- _Document extract_
begin

Unibanco S.A. was a Brazilian bank which operated from 1924 to 2009, when it was merged into Banco Itaú. The name stood for União de Bancos Brasileiros ("Union of Brazilian Banks").

Foundation
In 1924 João Moreira Salles established the Casa Bancária Moreira Salles (Moreira Salles Banking House) in the city of Poços de Caldas, state of Minas Gerais. His son, Walter Moreira Salles, was named an acting partner in 1933 at the young age of twenty-one.

Regional mergers
During 1940, Banco Moreira Salles catalyzed its growth by merging with three regional banks, eventually changing its name to União de Bancos Brasileiros (Unibanco).

Acquisition of Banco Nacional
In time its headquarters moved to São Paulo, in the homonymous state, Brazil's largest financial center. Unibanco grew to be the third largest non-government bank in the country, largely due to the 1995 acquisition of Banco Nacional, which went bankrupt alongside other major financial houses during the national banking meltdown of the early years of the Real Plan.

end

- _Work to complete_
1/ Determine whether each statement agrees with the Unibanco history text, answering yes or no and quoting the deciding words: (a) Walter Moreira Salles became an acting partner in 1933; (b) the Casa Bancária Moreira Salles was founded in São Paulo; (c) in 1940 the bank merged with five regional banks.
2/ According to the Unibanco history text, into which bank was Unibanco merged in 2009?
3/ Resume the Unibanco history text from the point where it stops.

- _Extracted information_
begin

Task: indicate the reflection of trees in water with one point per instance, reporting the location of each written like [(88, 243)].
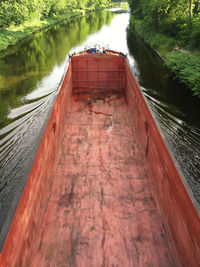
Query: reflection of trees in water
[(22, 69)]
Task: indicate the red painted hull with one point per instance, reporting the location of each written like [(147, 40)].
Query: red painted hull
[(103, 189)]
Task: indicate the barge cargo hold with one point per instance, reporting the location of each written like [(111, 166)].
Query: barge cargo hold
[(104, 189)]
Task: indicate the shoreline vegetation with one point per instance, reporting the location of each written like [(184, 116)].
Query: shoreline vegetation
[(172, 30), (28, 17)]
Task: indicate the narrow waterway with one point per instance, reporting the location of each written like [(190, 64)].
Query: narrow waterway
[(30, 75)]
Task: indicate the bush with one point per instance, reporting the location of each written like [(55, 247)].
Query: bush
[(186, 67)]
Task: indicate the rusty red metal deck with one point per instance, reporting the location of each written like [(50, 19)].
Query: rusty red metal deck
[(103, 190), (101, 211)]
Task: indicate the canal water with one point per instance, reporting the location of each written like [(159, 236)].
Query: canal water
[(30, 75)]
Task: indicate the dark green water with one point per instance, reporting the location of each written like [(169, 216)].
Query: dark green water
[(30, 75)]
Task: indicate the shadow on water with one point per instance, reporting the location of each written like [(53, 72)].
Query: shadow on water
[(174, 107), (30, 74)]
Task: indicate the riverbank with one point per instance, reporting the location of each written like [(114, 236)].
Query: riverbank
[(183, 62), (12, 35)]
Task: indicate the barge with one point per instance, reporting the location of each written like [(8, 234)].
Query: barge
[(104, 189)]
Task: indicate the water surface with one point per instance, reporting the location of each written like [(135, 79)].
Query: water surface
[(30, 76)]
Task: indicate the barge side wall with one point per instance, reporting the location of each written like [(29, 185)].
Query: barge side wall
[(180, 214), (18, 247)]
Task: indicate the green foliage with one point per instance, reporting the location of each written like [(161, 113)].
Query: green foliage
[(164, 23), (16, 12), (186, 67), (176, 19)]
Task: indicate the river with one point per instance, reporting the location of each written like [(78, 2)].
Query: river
[(30, 75)]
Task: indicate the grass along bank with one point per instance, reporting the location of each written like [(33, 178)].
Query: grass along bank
[(184, 63), (13, 34)]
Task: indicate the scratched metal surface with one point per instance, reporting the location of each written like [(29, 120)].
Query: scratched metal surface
[(101, 211)]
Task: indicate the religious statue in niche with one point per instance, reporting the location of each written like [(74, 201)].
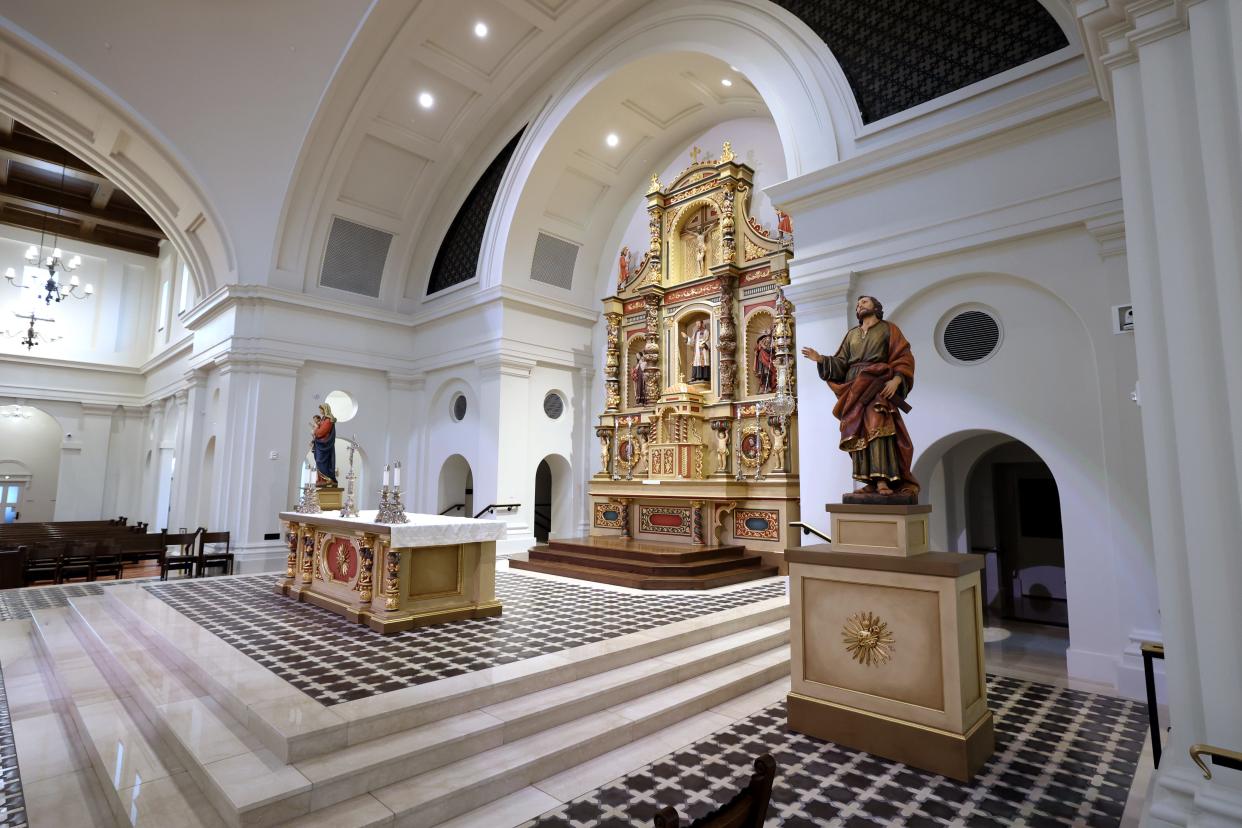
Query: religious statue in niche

end

- _Solved tasks_
1/
(a) Yes: "His son, Walter Moreira Salles, was named an acting partner in 1933 at the young age of twenty-one."
(b) No: "in the city of Poços de Caldas, state of Minas Gerais"
(c) No: "merging with three regional banks"

2/ Banco Itaú.

3/
Listed, family controlled, company
Even though its shares were listed on the São Paulo Stock Exchange (Bovespa), the bank was largely controlled by its founding Moreira Salles family. Until his death in 2001, Walter Moreira Salles - a renowned banker and diplomat, who served as Brazilian ambassador to the United States, as well as Brazilian Finance Minister - headed the family. After 2006, his son Pedro Moreira Salles served as the company's Chief Executive Officer and Vice Chairman of the Board.

Merger with Banco Itaú

On November 2, 2008, Unibanco and the second largest Brazilian private banking group, Banco Itaú, announced plans for a merger. The merger was approved by the Central Bank of Brazil in late February 2009. As a result of the merger process, Unibanco agencies became new Itaú agencies by the end of 2010, and the Itaú name became the strongest brand in the Brazilian private sector banking market. The defunct bank's name survives in the new merged bank's holding company, which became Itaú Unibanco Holding S.A. However, only the Itaú brand is now used in the bank's corporate image.

References

External links
Official site: unibanco.com.br; now automatically forwarded to www.itau.com.br.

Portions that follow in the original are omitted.